The whole of the data, every line, should come back exactly the same.

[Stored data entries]
-- -- --

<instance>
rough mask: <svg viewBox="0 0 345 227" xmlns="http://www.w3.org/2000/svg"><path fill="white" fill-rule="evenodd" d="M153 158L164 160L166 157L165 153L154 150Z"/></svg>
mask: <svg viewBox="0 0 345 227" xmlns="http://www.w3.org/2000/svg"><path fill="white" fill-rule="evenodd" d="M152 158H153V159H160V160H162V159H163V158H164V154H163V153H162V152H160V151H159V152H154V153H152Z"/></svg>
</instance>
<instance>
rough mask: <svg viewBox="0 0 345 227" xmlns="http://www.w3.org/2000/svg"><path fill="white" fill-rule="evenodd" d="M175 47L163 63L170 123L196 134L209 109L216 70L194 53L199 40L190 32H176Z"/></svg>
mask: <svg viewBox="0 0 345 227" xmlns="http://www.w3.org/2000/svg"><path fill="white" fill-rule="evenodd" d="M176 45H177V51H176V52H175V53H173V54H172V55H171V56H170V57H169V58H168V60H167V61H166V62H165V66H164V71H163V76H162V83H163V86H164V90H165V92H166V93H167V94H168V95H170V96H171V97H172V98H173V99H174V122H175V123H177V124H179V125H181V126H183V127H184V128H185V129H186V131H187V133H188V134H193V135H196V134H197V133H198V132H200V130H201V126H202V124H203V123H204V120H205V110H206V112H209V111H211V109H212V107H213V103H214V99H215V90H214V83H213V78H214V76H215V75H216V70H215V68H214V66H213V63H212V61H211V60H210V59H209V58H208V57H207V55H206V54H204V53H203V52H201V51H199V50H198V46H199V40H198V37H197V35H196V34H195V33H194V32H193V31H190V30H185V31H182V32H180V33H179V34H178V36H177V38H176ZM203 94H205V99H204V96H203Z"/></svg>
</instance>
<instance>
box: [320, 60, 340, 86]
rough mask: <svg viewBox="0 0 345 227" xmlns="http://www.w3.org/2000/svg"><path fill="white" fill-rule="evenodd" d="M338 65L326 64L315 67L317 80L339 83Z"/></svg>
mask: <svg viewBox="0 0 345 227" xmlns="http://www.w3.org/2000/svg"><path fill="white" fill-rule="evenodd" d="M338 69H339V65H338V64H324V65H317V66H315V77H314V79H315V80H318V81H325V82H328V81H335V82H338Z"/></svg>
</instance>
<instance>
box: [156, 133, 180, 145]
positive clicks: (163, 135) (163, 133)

-- -- --

**RESPONSE TO THIS EXERCISE**
<instance>
rough mask: <svg viewBox="0 0 345 227" xmlns="http://www.w3.org/2000/svg"><path fill="white" fill-rule="evenodd" d="M153 158L164 160L166 157L165 153L154 150Z"/></svg>
mask: <svg viewBox="0 0 345 227" xmlns="http://www.w3.org/2000/svg"><path fill="white" fill-rule="evenodd" d="M152 158H153V159H160V160H162V159H163V158H164V154H163V153H162V152H160V151H159V152H154V153H152Z"/></svg>
</instance>
<instance>
rough mask: <svg viewBox="0 0 345 227" xmlns="http://www.w3.org/2000/svg"><path fill="white" fill-rule="evenodd" d="M175 47L163 63L170 123L196 134L209 109L216 70L194 53L199 40L190 32H176Z"/></svg>
mask: <svg viewBox="0 0 345 227" xmlns="http://www.w3.org/2000/svg"><path fill="white" fill-rule="evenodd" d="M176 45H177V51H176V52H175V53H173V54H172V55H171V56H170V57H169V58H168V60H167V61H166V62H165V66H164V71H163V76H162V83H163V86H164V90H165V92H166V93H167V94H168V95H170V96H171V97H172V98H173V99H174V122H175V123H177V124H179V125H181V126H183V127H184V128H185V129H186V131H187V133H188V134H193V135H196V134H197V133H198V132H200V130H201V126H202V124H203V123H204V120H205V110H206V112H209V111H211V109H212V107H213V103H214V99H215V90H214V83H213V78H214V76H215V75H216V70H215V68H214V66H213V63H212V61H211V60H210V59H209V58H208V57H207V55H206V54H204V53H203V52H201V51H199V50H198V46H199V40H198V37H197V35H196V34H195V33H194V32H193V31H190V30H185V31H182V32H180V33H179V34H178V36H177V38H176ZM203 94H205V99H204V96H203Z"/></svg>
</instance>
<instance>
box: [320, 60, 340, 86]
rough mask: <svg viewBox="0 0 345 227" xmlns="http://www.w3.org/2000/svg"><path fill="white" fill-rule="evenodd" d="M338 65L326 64L315 67L317 80L339 83Z"/></svg>
mask: <svg viewBox="0 0 345 227" xmlns="http://www.w3.org/2000/svg"><path fill="white" fill-rule="evenodd" d="M338 69H339V65H338V64H324V65H317V66H315V77H314V79H315V80H318V81H325V82H328V81H335V82H338Z"/></svg>
</instance>
<instance>
box: [156, 133, 180, 145]
positive clicks: (163, 135) (163, 133)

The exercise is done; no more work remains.